PROBLEM DESCRIPTION:
Copy out the forum post below titled "Help" in full, word for word.

***** DOCUMENT EXCERPT *****

# Help



## Marci (Sep 8, 2009)

I tried to do everything right. Over the years, I worked at being a better person, a better wife. I maintained myself, didn't flirt around or cheat. I tried to pay attention to us amidst the chaos of children, career, and housework. It was so good for so long, but here I sit on the brink of 40 with man who loves me and for some reason wants to touch me but who feels no throb in his groin for me, not even a pulse. 
I thought we could talk through it, evaluate it, fix it because we have always been a problem solving family. But what's the solution to touching your husband's penis and nothing whatsoever happens? Not once or twice but repeatedly for months. At this point, after 9 months, do we just need to accept that there is nothing physically there? 
He says he loves me and I believe him but I want (and am pretty sure 'need') more than words.

***** DATA LISTING *****

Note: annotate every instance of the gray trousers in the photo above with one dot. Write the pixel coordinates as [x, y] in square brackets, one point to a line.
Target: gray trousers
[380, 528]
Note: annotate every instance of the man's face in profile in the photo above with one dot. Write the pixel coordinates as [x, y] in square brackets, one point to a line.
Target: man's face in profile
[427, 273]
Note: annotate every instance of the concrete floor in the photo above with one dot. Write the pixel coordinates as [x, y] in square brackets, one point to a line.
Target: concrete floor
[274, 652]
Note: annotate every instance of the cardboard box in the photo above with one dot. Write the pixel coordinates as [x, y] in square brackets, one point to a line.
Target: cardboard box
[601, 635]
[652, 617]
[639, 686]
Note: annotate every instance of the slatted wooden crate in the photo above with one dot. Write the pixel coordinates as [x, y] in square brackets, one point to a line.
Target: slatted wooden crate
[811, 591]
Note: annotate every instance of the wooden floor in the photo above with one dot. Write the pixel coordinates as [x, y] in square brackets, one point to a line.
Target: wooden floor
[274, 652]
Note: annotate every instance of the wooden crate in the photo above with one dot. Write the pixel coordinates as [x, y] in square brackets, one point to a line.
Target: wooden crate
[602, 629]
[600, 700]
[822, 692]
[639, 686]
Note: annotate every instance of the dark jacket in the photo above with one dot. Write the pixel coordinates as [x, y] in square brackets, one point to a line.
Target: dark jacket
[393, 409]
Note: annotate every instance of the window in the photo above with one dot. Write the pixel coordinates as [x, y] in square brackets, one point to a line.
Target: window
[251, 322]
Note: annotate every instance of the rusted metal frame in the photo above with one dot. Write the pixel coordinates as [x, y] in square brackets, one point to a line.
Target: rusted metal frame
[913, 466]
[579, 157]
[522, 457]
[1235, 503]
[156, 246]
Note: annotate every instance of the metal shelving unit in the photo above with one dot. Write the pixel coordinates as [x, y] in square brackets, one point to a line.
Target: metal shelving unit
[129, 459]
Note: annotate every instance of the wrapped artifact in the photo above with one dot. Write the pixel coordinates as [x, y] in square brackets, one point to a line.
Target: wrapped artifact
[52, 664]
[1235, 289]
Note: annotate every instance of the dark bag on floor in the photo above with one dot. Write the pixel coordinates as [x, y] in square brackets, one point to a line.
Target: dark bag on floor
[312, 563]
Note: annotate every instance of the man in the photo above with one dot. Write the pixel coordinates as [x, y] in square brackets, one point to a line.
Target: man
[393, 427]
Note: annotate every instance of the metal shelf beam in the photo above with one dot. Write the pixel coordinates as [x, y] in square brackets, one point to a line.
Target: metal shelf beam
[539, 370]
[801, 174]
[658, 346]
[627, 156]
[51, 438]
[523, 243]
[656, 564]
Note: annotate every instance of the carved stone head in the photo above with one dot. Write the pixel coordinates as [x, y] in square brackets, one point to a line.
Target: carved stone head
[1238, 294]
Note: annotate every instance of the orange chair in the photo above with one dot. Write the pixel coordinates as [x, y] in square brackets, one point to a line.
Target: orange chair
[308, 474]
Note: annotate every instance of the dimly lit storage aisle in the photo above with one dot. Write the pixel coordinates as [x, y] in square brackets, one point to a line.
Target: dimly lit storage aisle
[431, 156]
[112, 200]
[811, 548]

*****

PROBLEM SOLUTION:
# Help



## Marci (Sep 8, 2009)

I tried to do everything right. Over the years, I worked at being a better person, a better wife. I maintained myself, didn't flirt around or cheat. I tried to pay attention to us amidst the chaos of children, career, and housework. It was so good for so long, but here I sit on the brink of 40 with man who loves me and for some reason wants to touch me but who feels no throb in his groin for me, not even a pulse. 
I thought we could talk through it, evaluate it, fix it because we have always been a problem solving family. But what's the solution to touching your husband's penis and nothing whatsoever happens? Not once or twice but repeatedly for months. At this point, after 9 months, do we just need to accept that there is nothing physically there? 
He says he loves me and I believe him but I want (and am pretty sure 'need') more than words.